§ Source excerpt
--- --- ---
Automatic Classification of Eye Fixations


Overview

The natural movement of an observer’s gaze over a scene is discontinuous, as illustrated by the green trace in Figure 1. One might assume that classifying eye fixations and the rapid movements between fixations—saccades—from such gaze data is straightforward, but in practice it is not. A variety of thresholds for speed, acceleration, duration, and stability of point of gaze have been proposed to help demarcate data, but the values of these thresholds can vary with the observer, the image being viewed, and the task required of the observer.

Scan path
Figure 1. A typical eye-movement trace (green line). The vertical scale bar at the top right indicates 1 deg visual angle and the inset at the bottom left shows a magnified version of the lower section of the trace. The scene image has been darkened locally to show the trace more clearly.

In an alternative approach, Mould et al. (2012) have described a simple automatic method, available here, for classifying fixations and saccades that does not depend on parametric assumptions or subjective hand-tuning of thresholds or expert judgment.
--- --- ---
Excerpts of location labeling data

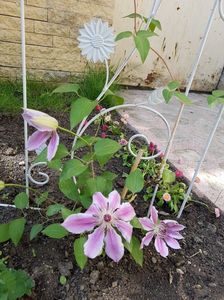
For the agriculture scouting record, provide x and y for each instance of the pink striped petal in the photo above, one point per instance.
(147, 239)
(79, 223)
(114, 200)
(125, 212)
(154, 215)
(172, 243)
(100, 201)
(93, 210)
(37, 139)
(114, 247)
(146, 223)
(53, 145)
(176, 235)
(125, 228)
(161, 247)
(94, 245)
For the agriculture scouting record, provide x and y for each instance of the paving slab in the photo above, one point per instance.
(192, 133)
--- --- ---
§ Objectives
1. In the overview of eye-fixation classification, shorten the paragraph that begins "The natural movement of an observer’s gaze" while keeping its main facts.
2. In the overview of eye-fixation classification, what does the vertical scale bar at the top right of Figure 1 indicate?
3. Pick up the overview of eye-fixation classification after its last sentence and continue it.

§ Responses for each task
1. An observer’s gaze moves over a scene discontinuously. Separating fixations from saccades, the rapid movements between them, is harder than it seems. Thresholds for speed, acceleration, duration, and gaze stability have been proposed, but their values vary with the observer, the image, and the task.

2. It indicates 1 deg visual angle.

3.
Method

The method of Mould et al. (2012) uses only some general distributional properties of eye movements and adapts itself to different observers, images, and tasks, and can be applied to large data sets with gains in classification rate and subsequent analysis. It is primarily speed-based, but the required optimum speed threshold is derived automatically from the data with the aid of Tibshirani, Walther, and Hastie’s gap statistic (J. R. Stat. Soc. Ser. B, 2001, 63, 411-423). An optimum duration threshold, also derived automatically from the data, is used to eliminate the effects of instrumental noise. Details of the method and a comparison of its performance against that of expert classifiers and other parametric methods are given in Mould et al. (2012).

Software

MATLAB software for classifying gaze data by this nonparametric method is available here, including test gaze data for verification. MATLAB is a product of The Mathworks, Inc. (Natick, MA, USA). The software was tested on MATLAB version R2012a.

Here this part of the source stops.